▶ **RECORDS FOR THE TASK**:
>> begin

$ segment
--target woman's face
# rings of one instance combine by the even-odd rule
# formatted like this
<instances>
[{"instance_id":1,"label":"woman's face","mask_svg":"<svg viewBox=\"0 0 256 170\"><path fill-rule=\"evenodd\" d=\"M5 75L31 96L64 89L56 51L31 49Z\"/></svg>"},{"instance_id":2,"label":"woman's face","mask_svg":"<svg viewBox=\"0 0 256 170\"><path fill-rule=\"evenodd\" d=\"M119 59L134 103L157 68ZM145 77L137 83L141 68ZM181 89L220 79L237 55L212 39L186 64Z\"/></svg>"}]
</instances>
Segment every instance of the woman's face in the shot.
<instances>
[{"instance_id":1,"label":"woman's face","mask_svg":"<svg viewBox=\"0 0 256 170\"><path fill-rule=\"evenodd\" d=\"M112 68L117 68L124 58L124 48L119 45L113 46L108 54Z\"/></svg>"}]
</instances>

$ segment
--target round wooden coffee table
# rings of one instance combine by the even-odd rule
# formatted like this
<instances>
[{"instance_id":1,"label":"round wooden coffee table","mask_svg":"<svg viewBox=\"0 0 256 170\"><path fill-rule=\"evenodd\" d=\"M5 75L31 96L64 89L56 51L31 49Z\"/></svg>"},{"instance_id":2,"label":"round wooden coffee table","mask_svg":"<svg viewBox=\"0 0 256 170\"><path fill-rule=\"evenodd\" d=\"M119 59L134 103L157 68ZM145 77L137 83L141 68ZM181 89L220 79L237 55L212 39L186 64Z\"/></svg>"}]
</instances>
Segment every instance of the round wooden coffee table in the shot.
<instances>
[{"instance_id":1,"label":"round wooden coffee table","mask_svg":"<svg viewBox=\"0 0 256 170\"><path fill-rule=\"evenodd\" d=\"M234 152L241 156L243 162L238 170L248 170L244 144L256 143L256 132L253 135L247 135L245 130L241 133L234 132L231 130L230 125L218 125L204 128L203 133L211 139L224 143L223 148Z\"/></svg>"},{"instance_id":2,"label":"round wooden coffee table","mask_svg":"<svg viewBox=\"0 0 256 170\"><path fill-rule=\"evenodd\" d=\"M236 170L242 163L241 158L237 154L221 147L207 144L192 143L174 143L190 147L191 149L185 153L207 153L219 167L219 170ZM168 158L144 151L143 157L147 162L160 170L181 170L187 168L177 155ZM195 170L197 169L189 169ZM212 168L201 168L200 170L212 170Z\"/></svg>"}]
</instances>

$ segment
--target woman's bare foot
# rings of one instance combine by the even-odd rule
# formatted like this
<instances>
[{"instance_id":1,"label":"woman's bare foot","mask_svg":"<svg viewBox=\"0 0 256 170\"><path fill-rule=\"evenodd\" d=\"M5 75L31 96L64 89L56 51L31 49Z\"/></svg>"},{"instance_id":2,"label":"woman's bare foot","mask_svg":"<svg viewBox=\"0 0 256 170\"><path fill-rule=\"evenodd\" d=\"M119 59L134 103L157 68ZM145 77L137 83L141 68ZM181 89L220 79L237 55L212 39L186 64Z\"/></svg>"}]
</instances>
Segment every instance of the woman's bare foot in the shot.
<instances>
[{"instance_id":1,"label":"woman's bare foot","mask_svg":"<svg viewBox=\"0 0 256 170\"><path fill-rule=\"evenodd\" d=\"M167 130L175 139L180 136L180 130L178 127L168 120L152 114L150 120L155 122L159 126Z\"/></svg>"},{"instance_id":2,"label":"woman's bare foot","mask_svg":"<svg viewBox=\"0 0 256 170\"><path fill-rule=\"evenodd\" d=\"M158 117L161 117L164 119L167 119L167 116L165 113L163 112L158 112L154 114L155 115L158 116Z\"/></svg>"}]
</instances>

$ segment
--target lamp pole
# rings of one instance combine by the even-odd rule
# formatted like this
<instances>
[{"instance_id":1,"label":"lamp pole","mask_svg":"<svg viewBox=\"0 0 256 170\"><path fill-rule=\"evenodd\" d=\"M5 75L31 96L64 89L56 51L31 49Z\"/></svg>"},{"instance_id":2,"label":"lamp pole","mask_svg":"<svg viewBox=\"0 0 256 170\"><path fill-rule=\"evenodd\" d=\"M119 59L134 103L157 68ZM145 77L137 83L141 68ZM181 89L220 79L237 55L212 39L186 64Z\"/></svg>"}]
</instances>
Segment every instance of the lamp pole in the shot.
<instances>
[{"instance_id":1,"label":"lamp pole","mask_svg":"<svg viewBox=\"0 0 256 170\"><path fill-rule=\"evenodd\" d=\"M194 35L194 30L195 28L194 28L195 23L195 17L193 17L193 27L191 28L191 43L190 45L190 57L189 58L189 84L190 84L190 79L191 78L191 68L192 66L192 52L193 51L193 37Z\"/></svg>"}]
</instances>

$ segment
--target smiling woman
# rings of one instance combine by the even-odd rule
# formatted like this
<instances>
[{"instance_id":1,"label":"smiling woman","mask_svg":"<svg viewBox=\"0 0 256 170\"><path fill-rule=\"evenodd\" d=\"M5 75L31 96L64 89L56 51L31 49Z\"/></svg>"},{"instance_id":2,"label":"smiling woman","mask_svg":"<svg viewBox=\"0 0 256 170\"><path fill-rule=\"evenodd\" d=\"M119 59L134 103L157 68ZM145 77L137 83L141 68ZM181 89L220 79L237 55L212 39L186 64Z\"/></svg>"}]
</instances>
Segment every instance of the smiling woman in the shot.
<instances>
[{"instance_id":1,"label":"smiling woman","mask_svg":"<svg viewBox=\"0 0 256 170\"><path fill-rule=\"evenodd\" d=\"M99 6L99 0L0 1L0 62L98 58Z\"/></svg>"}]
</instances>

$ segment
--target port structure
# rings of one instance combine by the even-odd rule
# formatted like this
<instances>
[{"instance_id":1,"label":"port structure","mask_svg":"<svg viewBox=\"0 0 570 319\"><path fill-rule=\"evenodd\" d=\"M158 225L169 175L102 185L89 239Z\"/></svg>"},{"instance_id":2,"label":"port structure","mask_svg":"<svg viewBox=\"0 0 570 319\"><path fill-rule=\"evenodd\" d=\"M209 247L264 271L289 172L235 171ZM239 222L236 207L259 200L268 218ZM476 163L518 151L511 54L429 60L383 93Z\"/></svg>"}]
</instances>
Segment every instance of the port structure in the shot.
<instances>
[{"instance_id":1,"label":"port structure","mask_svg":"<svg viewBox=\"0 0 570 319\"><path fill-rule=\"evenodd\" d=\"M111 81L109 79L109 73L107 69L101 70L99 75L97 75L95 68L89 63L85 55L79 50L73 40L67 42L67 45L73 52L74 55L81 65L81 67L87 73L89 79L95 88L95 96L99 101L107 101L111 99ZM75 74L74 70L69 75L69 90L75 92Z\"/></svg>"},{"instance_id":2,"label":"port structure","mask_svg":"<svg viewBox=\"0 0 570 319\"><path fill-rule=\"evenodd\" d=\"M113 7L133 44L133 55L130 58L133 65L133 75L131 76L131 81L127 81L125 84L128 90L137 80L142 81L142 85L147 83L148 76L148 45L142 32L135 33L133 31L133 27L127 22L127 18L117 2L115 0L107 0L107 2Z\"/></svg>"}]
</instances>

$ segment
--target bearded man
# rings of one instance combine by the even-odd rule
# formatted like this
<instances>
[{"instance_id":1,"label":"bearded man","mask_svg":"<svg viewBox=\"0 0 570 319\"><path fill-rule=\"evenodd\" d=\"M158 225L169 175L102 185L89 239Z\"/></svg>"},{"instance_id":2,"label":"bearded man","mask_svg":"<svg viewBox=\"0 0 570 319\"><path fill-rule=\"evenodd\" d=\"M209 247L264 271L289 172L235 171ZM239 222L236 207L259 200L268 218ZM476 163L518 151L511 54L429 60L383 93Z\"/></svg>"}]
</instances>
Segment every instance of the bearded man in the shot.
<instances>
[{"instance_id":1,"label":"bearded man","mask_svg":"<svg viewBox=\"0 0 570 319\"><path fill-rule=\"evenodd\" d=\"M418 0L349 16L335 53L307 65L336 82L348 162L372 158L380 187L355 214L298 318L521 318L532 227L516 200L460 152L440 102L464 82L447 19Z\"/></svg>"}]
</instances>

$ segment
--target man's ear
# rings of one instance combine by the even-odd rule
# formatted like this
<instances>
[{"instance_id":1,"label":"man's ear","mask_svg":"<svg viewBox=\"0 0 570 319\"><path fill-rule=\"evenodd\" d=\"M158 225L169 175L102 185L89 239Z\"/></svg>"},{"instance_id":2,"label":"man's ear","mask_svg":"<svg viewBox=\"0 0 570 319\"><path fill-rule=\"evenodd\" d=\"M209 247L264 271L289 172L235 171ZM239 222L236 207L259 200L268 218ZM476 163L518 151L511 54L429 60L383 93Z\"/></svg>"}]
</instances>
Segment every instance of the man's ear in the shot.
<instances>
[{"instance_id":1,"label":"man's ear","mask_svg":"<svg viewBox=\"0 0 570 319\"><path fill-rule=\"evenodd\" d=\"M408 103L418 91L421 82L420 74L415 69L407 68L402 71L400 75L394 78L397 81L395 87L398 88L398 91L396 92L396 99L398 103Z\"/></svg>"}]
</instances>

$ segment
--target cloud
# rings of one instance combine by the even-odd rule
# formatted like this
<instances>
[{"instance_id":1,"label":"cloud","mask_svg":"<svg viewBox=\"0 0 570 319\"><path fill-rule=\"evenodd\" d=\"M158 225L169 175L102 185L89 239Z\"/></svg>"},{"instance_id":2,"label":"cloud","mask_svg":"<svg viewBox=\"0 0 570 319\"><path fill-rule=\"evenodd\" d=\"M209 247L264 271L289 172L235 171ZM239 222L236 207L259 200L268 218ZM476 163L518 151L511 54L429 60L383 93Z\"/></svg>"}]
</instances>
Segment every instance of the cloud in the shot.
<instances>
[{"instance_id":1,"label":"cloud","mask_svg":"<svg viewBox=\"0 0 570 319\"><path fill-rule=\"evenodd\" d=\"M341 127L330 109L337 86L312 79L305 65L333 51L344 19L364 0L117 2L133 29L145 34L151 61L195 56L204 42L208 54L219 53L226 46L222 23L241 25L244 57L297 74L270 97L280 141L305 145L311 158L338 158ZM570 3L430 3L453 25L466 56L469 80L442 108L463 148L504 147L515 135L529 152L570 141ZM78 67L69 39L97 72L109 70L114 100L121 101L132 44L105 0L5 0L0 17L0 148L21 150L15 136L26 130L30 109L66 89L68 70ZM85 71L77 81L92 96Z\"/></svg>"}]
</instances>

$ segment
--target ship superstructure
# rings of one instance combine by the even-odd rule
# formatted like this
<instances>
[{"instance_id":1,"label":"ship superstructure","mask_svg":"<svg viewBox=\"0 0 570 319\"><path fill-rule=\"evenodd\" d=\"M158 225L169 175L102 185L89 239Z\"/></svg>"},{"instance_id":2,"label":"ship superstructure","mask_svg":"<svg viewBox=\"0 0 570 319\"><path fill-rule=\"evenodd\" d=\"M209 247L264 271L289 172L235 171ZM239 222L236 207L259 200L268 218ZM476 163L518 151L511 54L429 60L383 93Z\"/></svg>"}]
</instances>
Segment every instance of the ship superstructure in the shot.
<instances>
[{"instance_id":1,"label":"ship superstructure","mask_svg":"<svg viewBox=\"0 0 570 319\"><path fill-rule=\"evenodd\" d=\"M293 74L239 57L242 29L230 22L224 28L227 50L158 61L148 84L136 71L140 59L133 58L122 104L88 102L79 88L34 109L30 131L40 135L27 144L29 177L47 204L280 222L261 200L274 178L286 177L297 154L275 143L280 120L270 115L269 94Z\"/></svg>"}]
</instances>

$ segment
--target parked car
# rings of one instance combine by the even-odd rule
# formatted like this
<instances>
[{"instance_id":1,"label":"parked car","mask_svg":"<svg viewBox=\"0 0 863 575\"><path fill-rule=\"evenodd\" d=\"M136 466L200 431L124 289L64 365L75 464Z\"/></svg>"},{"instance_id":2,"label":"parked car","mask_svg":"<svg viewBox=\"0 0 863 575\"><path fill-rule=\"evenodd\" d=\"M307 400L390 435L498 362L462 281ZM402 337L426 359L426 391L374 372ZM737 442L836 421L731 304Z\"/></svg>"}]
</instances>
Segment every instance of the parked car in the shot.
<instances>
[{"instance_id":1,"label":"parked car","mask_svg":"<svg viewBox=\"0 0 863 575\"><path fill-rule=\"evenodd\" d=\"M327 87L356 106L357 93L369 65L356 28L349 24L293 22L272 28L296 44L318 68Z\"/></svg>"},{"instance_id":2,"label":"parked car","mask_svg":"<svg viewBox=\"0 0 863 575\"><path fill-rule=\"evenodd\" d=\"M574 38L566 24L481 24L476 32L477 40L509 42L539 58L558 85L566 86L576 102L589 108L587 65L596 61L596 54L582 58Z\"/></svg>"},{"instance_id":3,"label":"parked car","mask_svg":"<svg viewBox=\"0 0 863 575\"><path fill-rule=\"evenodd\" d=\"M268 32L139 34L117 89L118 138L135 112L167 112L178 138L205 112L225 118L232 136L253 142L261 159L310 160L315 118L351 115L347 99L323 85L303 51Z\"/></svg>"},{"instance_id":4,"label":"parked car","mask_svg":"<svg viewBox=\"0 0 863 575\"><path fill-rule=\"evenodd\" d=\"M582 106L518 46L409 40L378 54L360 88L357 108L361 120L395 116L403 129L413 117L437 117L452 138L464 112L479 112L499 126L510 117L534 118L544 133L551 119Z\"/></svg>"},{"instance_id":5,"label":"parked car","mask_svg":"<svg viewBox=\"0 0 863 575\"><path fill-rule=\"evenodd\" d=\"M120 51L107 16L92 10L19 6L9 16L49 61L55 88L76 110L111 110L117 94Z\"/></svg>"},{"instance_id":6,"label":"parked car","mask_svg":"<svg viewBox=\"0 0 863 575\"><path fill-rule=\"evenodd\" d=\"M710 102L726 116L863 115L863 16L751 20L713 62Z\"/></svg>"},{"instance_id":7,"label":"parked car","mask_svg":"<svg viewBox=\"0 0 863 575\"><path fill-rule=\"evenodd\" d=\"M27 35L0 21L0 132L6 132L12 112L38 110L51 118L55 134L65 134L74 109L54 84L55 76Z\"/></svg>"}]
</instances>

>> end

▶ **WORK INSTRUCTIONS**: Please count the lines of the records above that contain the string "coffee", matching case exactly, and give only the number.

▶ **OUTPUT OF THE EXERCISE**: 4